▶ [AIM OF THE EXERCISE]: Starting at the line that contains "Drone-based crop survey: pinpoint every air" and ending after the line that contains "[111,217,122,231]", write out those records again with their requests, adding 45 to every bounding-box coordinate in the answers.

○ ○ ○

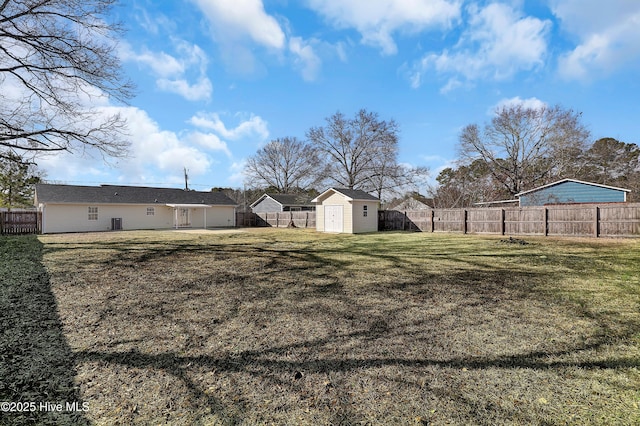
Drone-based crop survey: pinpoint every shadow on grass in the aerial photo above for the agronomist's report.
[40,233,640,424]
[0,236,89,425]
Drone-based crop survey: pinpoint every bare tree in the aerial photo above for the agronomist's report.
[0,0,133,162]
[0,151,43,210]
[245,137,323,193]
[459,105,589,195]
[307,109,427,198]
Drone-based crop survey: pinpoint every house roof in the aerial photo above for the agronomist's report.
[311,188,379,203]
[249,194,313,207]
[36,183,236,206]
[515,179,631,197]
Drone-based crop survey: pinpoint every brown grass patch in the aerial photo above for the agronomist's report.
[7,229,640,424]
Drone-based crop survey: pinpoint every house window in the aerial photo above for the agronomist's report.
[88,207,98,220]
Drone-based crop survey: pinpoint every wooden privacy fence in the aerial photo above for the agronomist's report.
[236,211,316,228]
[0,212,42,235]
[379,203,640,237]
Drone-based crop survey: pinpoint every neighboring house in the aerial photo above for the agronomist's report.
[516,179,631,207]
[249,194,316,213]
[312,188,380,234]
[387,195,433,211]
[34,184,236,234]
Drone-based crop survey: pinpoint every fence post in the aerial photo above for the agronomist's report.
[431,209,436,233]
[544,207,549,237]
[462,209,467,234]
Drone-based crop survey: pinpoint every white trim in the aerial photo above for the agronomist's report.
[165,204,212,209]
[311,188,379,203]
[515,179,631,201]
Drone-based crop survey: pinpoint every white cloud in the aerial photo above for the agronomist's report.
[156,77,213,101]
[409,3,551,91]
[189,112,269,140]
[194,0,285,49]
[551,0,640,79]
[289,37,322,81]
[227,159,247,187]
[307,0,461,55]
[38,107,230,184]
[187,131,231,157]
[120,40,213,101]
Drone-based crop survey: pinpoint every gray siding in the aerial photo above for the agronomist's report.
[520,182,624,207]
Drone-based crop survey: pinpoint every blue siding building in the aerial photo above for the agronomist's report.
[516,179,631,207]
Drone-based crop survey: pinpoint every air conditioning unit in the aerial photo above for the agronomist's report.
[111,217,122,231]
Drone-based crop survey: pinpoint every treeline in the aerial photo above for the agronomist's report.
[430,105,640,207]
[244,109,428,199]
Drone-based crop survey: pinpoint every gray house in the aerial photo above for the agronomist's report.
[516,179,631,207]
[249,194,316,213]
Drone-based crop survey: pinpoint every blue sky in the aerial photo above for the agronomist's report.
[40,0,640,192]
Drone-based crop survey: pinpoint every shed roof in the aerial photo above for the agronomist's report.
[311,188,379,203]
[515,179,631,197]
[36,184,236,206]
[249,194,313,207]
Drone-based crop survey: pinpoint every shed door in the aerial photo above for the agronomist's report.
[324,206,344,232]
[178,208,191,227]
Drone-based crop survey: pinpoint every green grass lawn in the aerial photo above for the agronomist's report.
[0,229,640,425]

○ ○ ○

▶ [ANSWER IN FULL]:
Drone-based crop survey: pinpoint every air conditioning unit in the aerial photo above for the agronomist's report.
[156,262,167,276]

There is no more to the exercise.